• **RAW DATA**
# # # # #

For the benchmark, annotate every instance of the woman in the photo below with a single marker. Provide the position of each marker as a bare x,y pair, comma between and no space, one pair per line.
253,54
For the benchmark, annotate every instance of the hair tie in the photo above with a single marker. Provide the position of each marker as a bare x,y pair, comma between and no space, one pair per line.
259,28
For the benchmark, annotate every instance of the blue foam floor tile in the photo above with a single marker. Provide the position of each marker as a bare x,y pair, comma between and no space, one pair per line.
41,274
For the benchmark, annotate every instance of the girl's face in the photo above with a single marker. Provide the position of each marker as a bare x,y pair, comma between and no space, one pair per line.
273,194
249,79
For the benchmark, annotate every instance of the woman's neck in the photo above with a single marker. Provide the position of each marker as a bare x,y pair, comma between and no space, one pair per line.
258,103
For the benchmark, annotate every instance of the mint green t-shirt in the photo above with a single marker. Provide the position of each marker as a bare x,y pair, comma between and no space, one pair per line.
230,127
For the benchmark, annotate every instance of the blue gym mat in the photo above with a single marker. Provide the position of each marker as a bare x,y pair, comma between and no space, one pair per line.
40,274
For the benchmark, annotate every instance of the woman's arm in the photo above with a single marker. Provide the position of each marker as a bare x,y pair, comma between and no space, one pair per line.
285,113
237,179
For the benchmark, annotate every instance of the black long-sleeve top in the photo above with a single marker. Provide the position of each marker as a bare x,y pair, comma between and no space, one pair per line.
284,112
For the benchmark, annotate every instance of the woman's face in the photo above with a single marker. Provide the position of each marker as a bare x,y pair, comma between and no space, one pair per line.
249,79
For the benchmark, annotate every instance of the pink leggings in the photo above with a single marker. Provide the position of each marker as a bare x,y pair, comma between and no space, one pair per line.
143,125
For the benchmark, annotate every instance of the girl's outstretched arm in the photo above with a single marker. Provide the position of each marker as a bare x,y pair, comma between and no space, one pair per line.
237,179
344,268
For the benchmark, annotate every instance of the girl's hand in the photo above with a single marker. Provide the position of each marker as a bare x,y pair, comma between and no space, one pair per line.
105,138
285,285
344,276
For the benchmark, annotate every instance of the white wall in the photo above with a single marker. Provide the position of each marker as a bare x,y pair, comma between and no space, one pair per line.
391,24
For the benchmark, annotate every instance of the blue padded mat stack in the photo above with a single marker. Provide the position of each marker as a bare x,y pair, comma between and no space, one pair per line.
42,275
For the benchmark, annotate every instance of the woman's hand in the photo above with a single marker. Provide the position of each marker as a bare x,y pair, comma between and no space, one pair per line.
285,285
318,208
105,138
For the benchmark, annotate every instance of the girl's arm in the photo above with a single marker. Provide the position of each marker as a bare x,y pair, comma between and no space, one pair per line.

# # # # #

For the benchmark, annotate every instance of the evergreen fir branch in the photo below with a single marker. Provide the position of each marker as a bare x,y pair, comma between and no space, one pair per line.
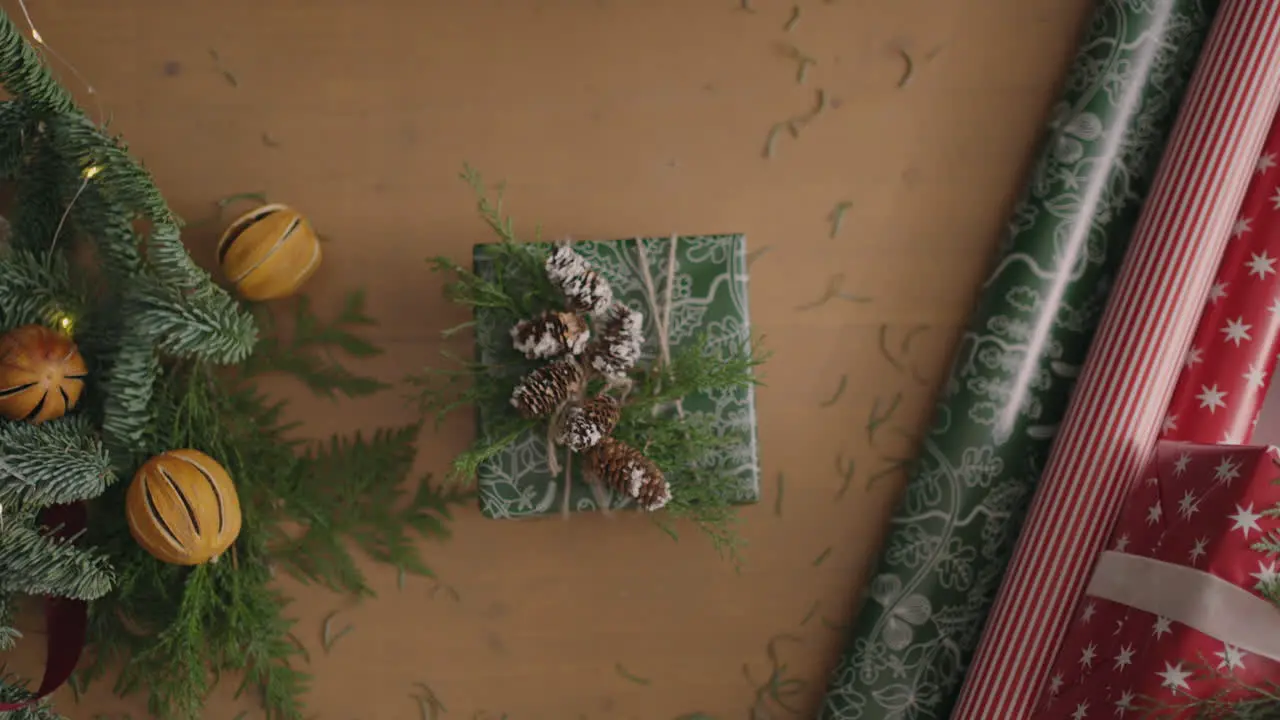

# # # # #

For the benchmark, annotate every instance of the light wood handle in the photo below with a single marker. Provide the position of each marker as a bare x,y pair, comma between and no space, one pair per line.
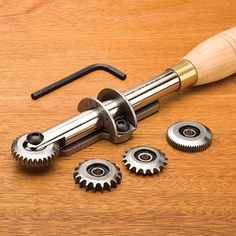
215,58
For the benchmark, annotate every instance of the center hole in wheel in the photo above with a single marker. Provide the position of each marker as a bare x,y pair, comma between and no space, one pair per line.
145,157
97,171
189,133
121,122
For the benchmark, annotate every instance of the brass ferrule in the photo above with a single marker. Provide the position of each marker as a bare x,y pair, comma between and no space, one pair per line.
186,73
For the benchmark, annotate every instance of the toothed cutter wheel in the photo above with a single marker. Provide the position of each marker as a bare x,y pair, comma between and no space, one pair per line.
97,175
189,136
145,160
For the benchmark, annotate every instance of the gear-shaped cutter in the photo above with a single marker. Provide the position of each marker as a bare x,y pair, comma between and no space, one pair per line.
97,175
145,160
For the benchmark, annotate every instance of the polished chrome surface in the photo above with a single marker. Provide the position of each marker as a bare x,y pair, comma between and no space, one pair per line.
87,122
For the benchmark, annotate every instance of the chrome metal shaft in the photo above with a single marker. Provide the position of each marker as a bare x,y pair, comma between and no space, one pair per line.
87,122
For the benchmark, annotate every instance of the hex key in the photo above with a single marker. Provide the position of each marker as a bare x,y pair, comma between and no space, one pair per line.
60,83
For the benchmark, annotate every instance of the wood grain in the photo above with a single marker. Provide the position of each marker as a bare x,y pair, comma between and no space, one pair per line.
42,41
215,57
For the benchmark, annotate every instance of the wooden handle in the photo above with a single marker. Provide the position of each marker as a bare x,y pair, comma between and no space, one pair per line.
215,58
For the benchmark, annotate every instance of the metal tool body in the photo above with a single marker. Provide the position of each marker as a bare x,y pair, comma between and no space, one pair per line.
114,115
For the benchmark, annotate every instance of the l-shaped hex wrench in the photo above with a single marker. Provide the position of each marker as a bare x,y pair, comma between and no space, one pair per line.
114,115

# # # # #

State how many lines of the records contain the string "girl", giving only the number.

• **RESPONSE**
4